> _ENTRIES PROVIDED_
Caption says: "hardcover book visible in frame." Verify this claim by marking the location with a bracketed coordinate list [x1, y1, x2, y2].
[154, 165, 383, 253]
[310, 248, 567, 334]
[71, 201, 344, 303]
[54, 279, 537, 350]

> _TASK DIRECTIONS_
Return the entries above exactly, each one complete.

> _RESULT FOR THIS EXERCISE_
Caption says: "hardcover book visible in frame." Verify this claim by marking the location with a bracketed coordinate list [x1, y1, x2, y2].
[154, 165, 383, 253]
[310, 248, 567, 334]
[71, 201, 344, 303]
[54, 279, 537, 350]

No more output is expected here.